▶ _Task to carry out_: Locate the line containing "branch in the photo above.", then please write out that line and all the lines below it in the entries exactly.
======== Source records
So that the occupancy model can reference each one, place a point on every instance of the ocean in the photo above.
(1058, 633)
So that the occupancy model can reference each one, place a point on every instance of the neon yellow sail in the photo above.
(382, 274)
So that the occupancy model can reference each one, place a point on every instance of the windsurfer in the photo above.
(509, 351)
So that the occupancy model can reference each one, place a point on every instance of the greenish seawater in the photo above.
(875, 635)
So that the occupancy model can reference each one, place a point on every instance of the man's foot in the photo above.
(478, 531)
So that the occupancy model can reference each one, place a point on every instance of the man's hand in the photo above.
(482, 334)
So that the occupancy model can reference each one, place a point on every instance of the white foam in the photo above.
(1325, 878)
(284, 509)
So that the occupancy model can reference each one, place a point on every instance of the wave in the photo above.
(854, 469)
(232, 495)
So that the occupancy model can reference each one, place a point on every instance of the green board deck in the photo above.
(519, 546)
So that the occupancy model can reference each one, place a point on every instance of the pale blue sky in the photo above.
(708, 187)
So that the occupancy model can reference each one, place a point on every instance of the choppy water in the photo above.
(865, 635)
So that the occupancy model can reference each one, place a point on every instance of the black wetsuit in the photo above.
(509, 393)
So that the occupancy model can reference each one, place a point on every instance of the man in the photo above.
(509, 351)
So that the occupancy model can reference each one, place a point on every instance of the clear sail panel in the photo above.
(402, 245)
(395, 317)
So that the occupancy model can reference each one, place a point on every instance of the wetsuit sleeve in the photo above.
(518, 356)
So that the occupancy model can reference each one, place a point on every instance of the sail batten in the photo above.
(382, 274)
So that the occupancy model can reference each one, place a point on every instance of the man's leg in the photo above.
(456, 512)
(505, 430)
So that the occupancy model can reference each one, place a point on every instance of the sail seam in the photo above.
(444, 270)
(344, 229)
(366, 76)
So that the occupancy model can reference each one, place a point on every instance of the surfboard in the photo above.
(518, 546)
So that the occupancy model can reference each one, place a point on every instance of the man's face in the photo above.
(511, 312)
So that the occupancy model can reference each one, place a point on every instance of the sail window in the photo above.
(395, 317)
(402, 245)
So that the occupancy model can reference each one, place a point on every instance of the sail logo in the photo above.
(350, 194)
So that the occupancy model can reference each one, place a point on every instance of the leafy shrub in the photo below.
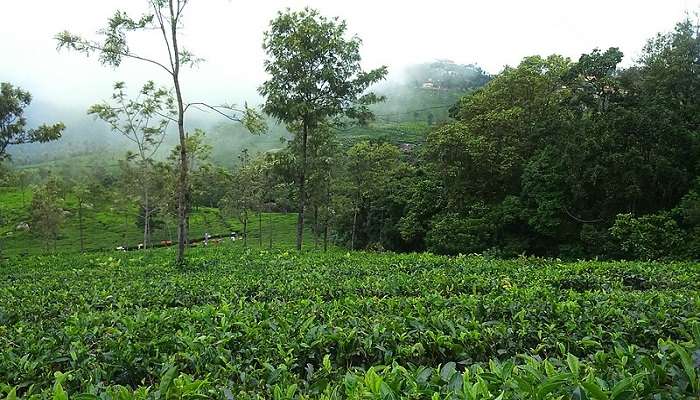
(455, 234)
(649, 237)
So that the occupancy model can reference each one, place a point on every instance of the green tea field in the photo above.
(240, 324)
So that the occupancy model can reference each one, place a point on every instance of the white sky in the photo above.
(228, 34)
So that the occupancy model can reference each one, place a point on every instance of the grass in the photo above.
(107, 227)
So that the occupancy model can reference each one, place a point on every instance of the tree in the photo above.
(13, 123)
(245, 194)
(369, 167)
(47, 211)
(315, 75)
(165, 18)
(143, 120)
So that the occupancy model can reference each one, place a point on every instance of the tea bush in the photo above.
(256, 324)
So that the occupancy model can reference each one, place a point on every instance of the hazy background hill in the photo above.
(417, 97)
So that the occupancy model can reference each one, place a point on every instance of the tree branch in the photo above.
(218, 109)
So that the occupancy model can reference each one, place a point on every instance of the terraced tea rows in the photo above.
(347, 325)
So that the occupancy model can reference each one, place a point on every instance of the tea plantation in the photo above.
(239, 324)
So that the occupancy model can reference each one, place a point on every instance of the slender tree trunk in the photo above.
================
▶ _Result for this exercise_:
So that the occupancy model can reference each one, place a point on every instance of the tree branch in the photo above.
(218, 109)
So that the occupancy model can reference each one, place a point on every instance of the terraced tea rows in the photo above.
(347, 325)
So that the occupancy model can reference each one, place a point on every instance of the tea plantation in the photo above.
(239, 324)
So that the occupancy model can reference each one, place a point on every instance of the slender tree trunk in the photo above.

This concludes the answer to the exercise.